───── RECORDS FOR PROCESSING
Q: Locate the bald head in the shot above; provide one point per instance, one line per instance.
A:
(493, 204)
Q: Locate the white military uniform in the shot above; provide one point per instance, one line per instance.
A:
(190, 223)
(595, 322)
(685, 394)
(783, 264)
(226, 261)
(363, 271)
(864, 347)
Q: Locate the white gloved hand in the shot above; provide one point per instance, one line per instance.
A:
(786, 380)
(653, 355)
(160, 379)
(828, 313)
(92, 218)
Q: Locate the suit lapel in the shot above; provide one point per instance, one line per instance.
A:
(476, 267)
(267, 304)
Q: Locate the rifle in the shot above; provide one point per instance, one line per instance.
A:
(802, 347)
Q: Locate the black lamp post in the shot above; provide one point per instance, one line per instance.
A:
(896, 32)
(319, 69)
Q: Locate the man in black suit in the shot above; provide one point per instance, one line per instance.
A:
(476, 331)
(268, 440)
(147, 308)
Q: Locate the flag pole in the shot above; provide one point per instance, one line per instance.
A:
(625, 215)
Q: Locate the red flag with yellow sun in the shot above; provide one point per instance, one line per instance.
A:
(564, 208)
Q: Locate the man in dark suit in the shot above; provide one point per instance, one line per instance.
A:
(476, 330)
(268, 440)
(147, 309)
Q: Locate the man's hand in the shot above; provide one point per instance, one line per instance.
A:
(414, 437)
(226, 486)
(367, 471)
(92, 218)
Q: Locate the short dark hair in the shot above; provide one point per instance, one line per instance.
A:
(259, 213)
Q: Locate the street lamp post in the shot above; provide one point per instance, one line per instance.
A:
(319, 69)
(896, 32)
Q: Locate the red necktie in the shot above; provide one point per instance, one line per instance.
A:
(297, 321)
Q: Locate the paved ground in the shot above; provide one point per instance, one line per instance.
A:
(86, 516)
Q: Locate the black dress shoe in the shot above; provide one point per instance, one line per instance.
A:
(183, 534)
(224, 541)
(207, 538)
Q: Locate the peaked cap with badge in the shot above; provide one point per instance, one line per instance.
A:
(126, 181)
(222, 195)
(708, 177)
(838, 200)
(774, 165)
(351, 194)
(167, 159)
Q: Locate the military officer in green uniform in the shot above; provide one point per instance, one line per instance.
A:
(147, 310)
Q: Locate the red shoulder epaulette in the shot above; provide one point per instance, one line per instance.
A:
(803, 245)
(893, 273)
──────────
Render the lines above, from the line containing "Q: Locate the black dress" through the last line, as a Markdown table with columns named Row and Line, leaving out blank lines.

| Row | Line |
|---|---|
| 1 | Q: Locate the black dress shoe in the shot above; provide one point per instance, one line per instance. |
| 2 | A: |
| 3 | (183, 534) |
| 4 | (224, 541) |
| 5 | (207, 538) |
| 6 | Q: Locate the peaked cap with badge in the shot above; provide one point per instance, one line per instance. |
| 7 | A: |
| 8 | (126, 181) |
| 9 | (222, 195) |
| 10 | (708, 177) |
| 11 | (838, 200) |
| 12 | (774, 165) |
| 13 | (351, 194) |
| 14 | (167, 159) |
| 15 | Q: Locate the military officer in green uniform in the shot above; provide one point per instance, one line per instance. |
| 16 | A: |
| 17 | (147, 310) |
| 18 | Q: Locate the red shoulder epaulette in the shot above; provide one point per instance, one line per instance. |
| 19 | A: |
| 20 | (803, 245) |
| 21 | (893, 273) |